EXCERPTED PASSAGE:
- Opening Delimiter -

From Deseret News archives:
Trek tragedy 2 die when truck hits handcart near Fairview
Decades later he walked 46 days across the U.S. to celebrate the sesquicentennial of the Mormon pioneers' trek from Omaha, Neb., to Utah.
Tuesday, while re-enacting the call to settle Castle Valley by climbing Fairview Canyon, Seely and another participant, 13-year-old Hannah Wagstaff, were hit by a truck and killed.
"All the activities he did, (writing) histories, pageants, all the family reunions, was all to honor our forefathers," said his son, Mark Seely. "Now we experience a part of the hardship they may have experienced. Now we're catching a glimpse of what it may have felt like when they ... lost loved ones on the trail."
The group had gathered in Fairview for what was to be a five-day pioneer re-enactment with nightly firesides that culminated at the Seely family farm in Orangeville/Castle Dale in Emery County.
The group of 12 a van, then a horse-drawn period wagon and a handcart had only been on Highway 31 for a few minutes Tuesday when tragedy struck about 8 a.m.
The driver of a Chevy truck told police the early morning sun was blinding and he never saw the pioneer crew climbing the winding canyon road ahead of him.
He crashed into the handcart first, splintering it and killing Wagstaff, who had been behind pushing.
The truck then veered off to the side and struck Seely, who had been standing in the narrow, two-lane road to warn the truck to slow down, said Utah Highway Patrol trooper Cameron Roden.

- Closing Delimiter -

TASK A: Write out everything in the Deseret News article about the handcart accident from "The driver of" down to "ahead of him.".
TASK B:
Answer these questions from the Deseret News article about the handcart accident:
(i) How old was Hannah Wagstaff?
(ii) What did the truck driver tell police kept him from seeing the pioneer crew?
(iii) Which Utah Highway Patrol trooper described how Seely was struck?
TASK C: Give what follows in the Deseret News article about the handcart accident, picking up after its last sentence.
The records have nothing to do with what is asked here.

[Spatial localization data]

- Opening Delimiter -

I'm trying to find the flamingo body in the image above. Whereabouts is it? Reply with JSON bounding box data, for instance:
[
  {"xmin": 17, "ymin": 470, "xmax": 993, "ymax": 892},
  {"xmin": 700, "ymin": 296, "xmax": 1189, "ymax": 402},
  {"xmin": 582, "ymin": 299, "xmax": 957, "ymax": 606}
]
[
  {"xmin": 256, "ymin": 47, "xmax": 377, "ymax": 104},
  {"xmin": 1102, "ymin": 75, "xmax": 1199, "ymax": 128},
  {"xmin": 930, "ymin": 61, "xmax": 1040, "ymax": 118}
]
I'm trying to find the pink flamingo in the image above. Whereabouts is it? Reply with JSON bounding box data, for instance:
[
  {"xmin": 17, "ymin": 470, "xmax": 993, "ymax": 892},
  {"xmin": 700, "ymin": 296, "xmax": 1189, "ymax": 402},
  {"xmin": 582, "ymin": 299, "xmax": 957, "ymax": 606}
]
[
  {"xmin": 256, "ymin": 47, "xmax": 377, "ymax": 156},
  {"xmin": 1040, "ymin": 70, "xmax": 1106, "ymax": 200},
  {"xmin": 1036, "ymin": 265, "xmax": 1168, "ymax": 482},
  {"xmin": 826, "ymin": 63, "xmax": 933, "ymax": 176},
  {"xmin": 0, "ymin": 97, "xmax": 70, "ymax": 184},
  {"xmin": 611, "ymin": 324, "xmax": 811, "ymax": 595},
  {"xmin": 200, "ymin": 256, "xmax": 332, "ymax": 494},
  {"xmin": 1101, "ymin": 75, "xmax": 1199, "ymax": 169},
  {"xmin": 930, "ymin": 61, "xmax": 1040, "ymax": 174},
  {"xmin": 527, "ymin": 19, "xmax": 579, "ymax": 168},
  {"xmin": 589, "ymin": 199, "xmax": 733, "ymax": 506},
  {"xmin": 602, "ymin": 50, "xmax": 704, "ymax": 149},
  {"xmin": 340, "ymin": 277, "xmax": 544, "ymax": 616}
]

- Closing Delimiter -

RESPONSE AREA A:
The driver of a Chevy truck told police the early morning sun was blinding and he never saw the pioneer crew climbing the winding canyon road ahead of him.

RESPONSE AREA B:
(i) 13 years old.
(ii) The early morning sun was blinding.
(iii) Cameron Roden.

RESPONSE AREA C:
The driver, from Old Town, Idaho, has not been charged, nor the re-enactment group cited for being in the road, but the case is being investigated and will be sent to the Sanpete County Attorney's Office for review, Roden said.
Four others were injured Mark Seely's daughter Hannah, 9, was hospitalized in Sanpete Valley Hospital with a broken collar bone, while his son, Jonathan, 7, was flown to Primary Children's Medical Center with minor hip fractures and bruises.
Ben Carter, a family friend from Salt Lake City, was standing by the handcart when it was hit.
"The truck smashed the handcart to pieces," he said, shaking his head. A wooden wheel from the 1856-style handcart hit his kneecap. He knows he's lucky it wasn't worse.
Both families plan to bury their loved ones in simple pine boxes, Mark Seely said, indicative of their appreciation of the simple, back-to-basics way of life.
Wagstaff was a musician and had played a violin solo and duet with her younger sister around a campfire the night before.
Her parents are artists Clay and Rebecca Wagstaff, of Tropic, Garfield County, who specialize in landscape and portrait work, respectively, according to the Wagstaffs' Web site.